Embedded Systems/C Programming

From Wikibooks, open books for an open world
Jump to navigation Jump to search

The C programming language is perhaps the most popular programming language for programming embedded systems. (Earlier Embedded Systems/Embedded Systems Introduction#Which Programming Languages Will This Book Use? we mentioned other popular programming languages).

Most C programmers are spoiled because they program in environments where not only is there a standard library implementation, but there are frequently a number of other libraries available for use. The cold fact is, that in embedded systems, there rarely are many of the libraries that programmers have grown used to, but occasionally an embedded system might not have a complete standard library, if there is a standard library at all. Few embedded systems have capability for dynamic linking, so if standard library functions are to be available at all, they often need to be directly linked into the executable. Oftentimes, because of space concerns, it is not possible to link in an entire library file, and programmers are often forced to "brew their own" standard c library implementations if they want to use them at all. While some libraries are bulky and not well suited for use on microcontrollers, many development systems still include the standard libraries which are the most common for C programmers.

C remains a very popular language for micro-controller developers due to the code efficiency and reduced overhead and development time. C offers low-level control and is considered more readable than assembly. Many free C compilers are available for a wide variety of development platforms. The compilers are part of an IDEs with ICD support, breakpoints, single-stepping and an assembly window. The performance of C compilers has improved considerably in recent years, and they are claimed to be more or less as good as assembly, depending on who you ask. Most tools now offer options for customizing the compiler optimization. Additionally, using C increases portability, since C code can be compiled for different types of processors.

Written problem A
Can you reproduce, word for word, the part of the article on C programming for embedded systems from "From Wikibooks, open" to "popular programming languages)."?

Provided records
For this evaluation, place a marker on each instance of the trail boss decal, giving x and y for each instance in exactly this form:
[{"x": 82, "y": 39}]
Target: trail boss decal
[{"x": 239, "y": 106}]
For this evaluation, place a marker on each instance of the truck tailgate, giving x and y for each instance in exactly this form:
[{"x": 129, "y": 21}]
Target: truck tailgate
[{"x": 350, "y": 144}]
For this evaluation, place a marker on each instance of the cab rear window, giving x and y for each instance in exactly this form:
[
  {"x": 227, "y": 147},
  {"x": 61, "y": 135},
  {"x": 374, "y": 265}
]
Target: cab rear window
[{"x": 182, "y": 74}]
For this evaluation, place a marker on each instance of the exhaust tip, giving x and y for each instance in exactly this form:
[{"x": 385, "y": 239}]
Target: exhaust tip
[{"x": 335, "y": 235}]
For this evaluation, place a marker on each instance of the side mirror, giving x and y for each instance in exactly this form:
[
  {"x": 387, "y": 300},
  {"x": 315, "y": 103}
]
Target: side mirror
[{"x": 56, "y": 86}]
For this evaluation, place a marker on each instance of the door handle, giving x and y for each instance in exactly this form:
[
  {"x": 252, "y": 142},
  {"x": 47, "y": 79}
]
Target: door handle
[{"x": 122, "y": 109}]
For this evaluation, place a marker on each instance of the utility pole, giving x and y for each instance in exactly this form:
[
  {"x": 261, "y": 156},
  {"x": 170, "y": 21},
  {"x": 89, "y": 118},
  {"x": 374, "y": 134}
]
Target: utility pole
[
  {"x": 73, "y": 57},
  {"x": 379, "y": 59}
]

Written problem B
Will you transcribe the listing exactly, from the line with "of the side" through the last line of the listing?

Response A
From Wikibooks, open books for an open world
Jump to navigation Jump to search

The C programming language is perhaps the most popular programming language for programming embedded systems. (Earlier Embedded Systems/Embedded Systems Introduction#Which Programming Languages Will This Book Use? we mentioned other popular programming languages).

Response B
For this evaluation, place a marker on each instance of the side mirror, giving x and y for each instance in exactly this form:
[
  {"x": 387, "y": 300},
  {"x": 315, "y": 103}
]
Target: side mirror
[{"x": 56, "y": 86}]
For this evaluation, place a marker on each instance of the door handle, giving x and y for each instance in exactly this form:
[
  {"x": 252, "y": 142},
  {"x": 47, "y": 79}
]
Target: door handle
[{"x": 122, "y": 109}]
For this evaluation, place a marker on each instance of the utility pole, giving x and y for each instance in exactly this form:
[
  {"x": 261, "y": 156},
  {"x": 170, "y": 21},
  {"x": 89, "y": 118},
  {"x": 374, "y": 134}
]
Target: utility pole
[
  {"x": 73, "y": 57},
  {"x": 379, "y": 59}
]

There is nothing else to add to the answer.